Problem details> Reproduce the material below word for word.

○ ○ ○ ○ ○

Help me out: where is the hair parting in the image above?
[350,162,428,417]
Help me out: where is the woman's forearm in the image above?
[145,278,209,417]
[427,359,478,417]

○ ○ ○ ○ ○

Task answer>
Help me out: where is the hair parting in the image above?
[350,162,428,417]
Help me out: where is the woman's forearm in the image above?
[145,278,209,417]
[427,359,478,417]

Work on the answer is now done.